= WHAT IS EXPECTED =
Every line that contains "like" must be located and copied from the data.

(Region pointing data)
::::

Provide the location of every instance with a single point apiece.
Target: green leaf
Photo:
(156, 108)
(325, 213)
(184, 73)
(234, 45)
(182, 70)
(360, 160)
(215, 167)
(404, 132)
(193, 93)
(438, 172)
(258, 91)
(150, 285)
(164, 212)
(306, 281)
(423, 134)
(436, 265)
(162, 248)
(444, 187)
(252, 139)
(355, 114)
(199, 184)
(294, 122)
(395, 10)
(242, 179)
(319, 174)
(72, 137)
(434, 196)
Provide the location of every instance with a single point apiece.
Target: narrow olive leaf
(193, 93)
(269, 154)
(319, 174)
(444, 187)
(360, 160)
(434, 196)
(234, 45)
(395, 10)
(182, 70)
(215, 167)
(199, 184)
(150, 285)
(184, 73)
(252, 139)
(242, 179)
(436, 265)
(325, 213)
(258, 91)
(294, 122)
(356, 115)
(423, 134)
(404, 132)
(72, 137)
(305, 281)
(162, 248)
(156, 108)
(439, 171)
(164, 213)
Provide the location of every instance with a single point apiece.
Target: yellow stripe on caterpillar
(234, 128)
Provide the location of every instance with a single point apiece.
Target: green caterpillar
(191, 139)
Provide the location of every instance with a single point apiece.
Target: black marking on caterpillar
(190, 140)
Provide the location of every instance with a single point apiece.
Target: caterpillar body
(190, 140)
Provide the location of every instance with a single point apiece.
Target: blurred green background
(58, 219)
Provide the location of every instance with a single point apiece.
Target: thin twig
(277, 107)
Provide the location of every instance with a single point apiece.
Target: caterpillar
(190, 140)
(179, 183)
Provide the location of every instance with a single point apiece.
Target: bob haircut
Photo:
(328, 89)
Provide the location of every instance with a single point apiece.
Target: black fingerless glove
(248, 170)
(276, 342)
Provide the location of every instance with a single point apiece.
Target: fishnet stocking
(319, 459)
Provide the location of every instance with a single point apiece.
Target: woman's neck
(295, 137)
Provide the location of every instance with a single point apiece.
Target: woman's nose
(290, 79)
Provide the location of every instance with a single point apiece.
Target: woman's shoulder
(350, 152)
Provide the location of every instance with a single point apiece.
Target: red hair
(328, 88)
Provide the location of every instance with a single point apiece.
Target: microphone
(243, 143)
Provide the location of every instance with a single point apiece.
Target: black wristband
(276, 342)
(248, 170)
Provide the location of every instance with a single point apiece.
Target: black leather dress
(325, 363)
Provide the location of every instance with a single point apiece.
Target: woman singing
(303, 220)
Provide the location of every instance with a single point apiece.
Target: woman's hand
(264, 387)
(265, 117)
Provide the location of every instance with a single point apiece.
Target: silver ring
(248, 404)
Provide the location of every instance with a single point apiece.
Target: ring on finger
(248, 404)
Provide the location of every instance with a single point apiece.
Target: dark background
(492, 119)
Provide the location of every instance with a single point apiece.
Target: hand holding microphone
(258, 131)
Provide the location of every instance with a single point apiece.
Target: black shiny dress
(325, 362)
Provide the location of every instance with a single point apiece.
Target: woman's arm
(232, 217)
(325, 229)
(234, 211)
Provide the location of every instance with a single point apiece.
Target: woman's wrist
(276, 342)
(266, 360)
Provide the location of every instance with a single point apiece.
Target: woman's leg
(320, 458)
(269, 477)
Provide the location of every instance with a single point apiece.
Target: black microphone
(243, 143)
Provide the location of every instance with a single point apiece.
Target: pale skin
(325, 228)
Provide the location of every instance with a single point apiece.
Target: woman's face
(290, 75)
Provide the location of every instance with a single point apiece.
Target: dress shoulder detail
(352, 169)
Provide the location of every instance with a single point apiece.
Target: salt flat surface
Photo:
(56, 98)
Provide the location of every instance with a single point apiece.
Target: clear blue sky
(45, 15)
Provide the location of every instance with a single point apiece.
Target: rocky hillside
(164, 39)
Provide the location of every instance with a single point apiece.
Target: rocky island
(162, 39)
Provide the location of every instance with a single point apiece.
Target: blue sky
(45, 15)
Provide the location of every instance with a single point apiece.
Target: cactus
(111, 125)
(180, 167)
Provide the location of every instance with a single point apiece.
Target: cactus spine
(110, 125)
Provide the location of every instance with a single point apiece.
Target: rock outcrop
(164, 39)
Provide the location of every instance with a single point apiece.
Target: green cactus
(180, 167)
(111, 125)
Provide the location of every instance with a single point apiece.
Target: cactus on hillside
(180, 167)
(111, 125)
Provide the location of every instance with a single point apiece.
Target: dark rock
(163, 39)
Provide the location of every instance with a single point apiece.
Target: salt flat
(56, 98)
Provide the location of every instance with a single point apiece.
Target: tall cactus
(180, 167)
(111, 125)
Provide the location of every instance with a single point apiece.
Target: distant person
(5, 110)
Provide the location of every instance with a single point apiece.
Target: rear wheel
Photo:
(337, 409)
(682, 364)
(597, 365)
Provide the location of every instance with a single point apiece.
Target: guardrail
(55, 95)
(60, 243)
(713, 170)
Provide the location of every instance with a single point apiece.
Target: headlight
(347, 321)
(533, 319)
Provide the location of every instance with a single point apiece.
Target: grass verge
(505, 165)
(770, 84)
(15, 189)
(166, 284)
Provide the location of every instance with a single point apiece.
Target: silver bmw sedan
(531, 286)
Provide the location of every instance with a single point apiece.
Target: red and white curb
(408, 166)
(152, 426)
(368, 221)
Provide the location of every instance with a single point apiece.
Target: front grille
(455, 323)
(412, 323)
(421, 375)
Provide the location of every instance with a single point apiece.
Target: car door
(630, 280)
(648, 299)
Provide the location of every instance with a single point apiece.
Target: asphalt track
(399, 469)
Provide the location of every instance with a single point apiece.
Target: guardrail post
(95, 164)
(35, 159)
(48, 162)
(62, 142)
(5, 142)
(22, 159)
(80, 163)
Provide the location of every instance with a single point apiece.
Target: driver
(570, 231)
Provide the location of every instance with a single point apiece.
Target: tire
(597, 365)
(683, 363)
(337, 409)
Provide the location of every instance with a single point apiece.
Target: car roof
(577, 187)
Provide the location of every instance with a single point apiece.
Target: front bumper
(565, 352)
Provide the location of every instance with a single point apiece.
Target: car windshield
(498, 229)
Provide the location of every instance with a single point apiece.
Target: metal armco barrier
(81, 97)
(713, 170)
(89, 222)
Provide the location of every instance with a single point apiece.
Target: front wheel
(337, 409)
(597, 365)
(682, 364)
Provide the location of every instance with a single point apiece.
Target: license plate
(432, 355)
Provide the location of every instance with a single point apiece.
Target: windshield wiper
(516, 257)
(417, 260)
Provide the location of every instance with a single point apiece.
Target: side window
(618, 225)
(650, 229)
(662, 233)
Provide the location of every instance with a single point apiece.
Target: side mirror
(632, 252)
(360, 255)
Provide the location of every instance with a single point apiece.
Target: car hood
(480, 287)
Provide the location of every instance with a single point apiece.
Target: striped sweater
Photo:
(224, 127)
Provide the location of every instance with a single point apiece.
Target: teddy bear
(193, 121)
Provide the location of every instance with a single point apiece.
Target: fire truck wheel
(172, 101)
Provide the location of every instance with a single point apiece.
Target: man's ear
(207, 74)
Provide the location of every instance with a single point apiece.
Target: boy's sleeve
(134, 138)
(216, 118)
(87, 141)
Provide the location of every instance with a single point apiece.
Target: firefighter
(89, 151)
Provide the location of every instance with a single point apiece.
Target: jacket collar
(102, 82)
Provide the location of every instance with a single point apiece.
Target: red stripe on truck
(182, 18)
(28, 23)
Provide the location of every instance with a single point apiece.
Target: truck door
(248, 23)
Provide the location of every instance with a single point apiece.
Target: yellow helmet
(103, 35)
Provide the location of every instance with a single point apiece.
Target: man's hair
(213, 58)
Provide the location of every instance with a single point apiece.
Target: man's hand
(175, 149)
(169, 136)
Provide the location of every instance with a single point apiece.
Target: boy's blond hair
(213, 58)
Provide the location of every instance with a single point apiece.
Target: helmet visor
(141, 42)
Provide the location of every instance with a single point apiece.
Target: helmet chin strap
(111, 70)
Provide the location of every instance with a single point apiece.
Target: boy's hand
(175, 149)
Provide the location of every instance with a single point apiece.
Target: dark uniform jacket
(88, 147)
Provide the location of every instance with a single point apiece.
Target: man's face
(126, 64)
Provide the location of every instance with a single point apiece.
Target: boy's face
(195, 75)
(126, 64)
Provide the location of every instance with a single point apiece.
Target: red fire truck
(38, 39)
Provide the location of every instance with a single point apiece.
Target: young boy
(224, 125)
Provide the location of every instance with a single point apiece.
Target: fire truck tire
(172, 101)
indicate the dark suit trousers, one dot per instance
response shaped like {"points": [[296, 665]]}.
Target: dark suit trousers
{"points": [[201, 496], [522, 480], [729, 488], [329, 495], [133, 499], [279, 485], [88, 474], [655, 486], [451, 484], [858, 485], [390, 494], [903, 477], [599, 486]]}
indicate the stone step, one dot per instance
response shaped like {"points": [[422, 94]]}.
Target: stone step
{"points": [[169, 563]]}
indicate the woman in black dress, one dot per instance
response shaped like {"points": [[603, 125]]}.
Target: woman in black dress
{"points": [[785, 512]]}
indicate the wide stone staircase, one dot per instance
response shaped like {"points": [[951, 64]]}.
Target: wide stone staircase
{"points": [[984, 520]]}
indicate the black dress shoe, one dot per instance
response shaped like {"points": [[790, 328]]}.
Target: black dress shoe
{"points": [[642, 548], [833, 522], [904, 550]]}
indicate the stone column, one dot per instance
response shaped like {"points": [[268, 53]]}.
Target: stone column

::::

= EXERCISE OUTPUT =
response shaped like {"points": [[296, 665]]}.
response shaped like {"points": [[422, 94]]}.
response shaped like {"points": [[603, 125]]}.
response shaped like {"points": [[951, 64]]}.
response shaped like {"points": [[790, 328]]}.
response shaped like {"points": [[268, 53]]}.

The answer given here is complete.